Data to use
——————————

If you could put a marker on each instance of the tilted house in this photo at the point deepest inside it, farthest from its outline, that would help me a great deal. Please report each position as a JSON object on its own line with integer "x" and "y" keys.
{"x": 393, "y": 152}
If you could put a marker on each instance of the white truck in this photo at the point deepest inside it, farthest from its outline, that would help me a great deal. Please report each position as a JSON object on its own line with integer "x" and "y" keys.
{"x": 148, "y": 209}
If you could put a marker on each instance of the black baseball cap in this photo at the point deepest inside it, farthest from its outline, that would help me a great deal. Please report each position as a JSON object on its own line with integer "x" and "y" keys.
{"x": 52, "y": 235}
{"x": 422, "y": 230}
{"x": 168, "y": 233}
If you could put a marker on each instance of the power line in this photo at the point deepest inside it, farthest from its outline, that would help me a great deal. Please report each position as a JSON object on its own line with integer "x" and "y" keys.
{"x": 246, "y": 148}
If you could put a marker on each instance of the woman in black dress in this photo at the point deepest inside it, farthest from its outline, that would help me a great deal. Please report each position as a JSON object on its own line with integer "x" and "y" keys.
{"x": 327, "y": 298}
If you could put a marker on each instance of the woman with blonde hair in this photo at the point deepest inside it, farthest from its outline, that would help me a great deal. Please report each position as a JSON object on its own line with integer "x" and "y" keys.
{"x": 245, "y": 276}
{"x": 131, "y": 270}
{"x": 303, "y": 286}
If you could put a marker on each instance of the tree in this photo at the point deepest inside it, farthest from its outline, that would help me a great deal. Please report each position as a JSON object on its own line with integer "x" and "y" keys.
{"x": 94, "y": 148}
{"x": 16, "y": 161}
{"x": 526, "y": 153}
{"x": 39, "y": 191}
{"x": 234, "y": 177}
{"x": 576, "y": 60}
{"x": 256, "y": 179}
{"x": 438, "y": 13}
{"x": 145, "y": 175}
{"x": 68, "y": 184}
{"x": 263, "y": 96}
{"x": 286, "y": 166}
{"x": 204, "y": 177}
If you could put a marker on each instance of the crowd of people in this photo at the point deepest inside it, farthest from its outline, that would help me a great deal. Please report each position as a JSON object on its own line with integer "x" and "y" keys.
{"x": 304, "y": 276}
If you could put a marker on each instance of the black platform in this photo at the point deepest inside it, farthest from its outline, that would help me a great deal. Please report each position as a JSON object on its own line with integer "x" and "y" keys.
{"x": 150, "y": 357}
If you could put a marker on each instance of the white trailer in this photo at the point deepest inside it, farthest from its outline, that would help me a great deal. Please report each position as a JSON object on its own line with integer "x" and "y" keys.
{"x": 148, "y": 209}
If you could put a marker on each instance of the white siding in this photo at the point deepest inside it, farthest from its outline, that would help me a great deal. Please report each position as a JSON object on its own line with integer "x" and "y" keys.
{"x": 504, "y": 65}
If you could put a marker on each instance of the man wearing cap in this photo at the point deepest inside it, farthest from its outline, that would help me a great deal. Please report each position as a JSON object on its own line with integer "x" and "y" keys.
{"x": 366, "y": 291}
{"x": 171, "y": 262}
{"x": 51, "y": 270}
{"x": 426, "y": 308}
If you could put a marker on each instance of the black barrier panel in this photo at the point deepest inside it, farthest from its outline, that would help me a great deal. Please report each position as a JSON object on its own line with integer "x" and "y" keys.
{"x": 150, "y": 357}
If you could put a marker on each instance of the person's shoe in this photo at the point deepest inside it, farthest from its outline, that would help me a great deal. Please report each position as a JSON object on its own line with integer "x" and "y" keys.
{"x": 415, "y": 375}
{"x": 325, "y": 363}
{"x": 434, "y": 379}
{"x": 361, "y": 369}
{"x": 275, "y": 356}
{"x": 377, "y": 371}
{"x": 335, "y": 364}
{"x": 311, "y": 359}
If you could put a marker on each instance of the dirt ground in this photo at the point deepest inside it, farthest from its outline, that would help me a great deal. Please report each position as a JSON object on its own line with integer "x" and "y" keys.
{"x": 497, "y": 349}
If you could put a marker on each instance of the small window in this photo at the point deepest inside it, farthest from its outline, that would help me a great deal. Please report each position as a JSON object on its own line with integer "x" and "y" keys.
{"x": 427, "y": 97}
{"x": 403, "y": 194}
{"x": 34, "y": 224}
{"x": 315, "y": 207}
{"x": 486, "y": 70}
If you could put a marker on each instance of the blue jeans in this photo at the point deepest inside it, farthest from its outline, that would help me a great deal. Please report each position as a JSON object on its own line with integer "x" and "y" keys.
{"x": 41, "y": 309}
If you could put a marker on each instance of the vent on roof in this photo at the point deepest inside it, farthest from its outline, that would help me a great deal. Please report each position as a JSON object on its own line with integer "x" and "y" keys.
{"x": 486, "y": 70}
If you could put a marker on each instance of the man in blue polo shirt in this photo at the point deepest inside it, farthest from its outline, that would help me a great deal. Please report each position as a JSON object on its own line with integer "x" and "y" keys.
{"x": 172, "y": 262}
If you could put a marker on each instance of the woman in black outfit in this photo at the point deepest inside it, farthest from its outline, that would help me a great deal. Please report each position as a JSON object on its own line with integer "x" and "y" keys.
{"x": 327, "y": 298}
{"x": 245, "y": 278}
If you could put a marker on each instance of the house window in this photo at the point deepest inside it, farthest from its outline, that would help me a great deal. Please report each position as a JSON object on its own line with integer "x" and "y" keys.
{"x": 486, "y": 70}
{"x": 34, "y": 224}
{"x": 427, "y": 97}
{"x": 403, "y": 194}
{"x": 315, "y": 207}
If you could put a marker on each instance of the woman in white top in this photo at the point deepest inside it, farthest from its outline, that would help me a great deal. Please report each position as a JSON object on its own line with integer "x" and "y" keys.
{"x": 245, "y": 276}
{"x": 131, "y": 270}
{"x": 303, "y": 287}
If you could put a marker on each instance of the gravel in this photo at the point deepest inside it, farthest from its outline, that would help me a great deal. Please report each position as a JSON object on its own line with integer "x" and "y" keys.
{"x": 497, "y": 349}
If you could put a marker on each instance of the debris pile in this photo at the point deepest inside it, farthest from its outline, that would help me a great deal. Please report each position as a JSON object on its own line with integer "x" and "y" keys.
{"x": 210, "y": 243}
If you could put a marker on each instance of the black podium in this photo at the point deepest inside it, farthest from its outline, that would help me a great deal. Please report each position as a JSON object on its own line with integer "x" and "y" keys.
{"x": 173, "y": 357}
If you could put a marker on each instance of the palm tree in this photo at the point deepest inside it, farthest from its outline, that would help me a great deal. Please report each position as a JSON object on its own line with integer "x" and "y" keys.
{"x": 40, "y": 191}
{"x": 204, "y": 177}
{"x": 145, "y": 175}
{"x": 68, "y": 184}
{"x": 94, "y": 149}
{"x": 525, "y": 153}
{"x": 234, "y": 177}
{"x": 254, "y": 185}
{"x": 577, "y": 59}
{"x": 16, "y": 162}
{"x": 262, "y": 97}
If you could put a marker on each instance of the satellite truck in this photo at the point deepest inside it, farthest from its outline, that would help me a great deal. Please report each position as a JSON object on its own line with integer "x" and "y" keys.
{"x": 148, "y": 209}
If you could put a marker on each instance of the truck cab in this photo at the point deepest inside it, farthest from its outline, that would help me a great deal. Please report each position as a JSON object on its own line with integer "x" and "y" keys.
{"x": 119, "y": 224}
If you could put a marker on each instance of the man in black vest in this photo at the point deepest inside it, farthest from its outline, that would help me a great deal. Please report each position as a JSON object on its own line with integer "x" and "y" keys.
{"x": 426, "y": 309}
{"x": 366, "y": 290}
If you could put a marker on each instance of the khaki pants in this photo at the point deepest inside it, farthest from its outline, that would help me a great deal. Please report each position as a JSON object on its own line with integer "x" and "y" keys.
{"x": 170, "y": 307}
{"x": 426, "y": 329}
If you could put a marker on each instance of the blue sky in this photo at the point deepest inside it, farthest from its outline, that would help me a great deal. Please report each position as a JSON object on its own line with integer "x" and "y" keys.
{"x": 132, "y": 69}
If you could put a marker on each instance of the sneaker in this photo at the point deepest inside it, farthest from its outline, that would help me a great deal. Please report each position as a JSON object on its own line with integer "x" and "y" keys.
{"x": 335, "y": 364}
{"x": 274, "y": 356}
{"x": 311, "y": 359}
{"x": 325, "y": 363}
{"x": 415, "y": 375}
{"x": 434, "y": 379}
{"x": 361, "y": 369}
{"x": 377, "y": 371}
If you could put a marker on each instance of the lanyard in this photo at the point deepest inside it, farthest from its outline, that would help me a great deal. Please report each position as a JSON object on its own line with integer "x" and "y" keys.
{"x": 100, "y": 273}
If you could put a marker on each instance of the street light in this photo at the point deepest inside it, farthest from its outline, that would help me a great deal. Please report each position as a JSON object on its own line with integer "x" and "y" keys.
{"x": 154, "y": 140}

——————————

Find the line that contains "of the lanyard". Repeat it and every line after it, exactly as written, up to and including the last line of the records above.

Final result
If you could put a marker on each instance of the lanyard in this photo at the point deepest inside it, farthest from its outline, that would help me a great deal. Please report each position as a JSON object on its own line with integer "x" and "y" keys.
{"x": 100, "y": 273}
If you could put a marker on each instance of the street light in this photo at the point deepest inside it, farthest from its outline, that would help me a great deal. Please report each position as a JSON object on its own line with integer "x" and "y" keys.
{"x": 154, "y": 140}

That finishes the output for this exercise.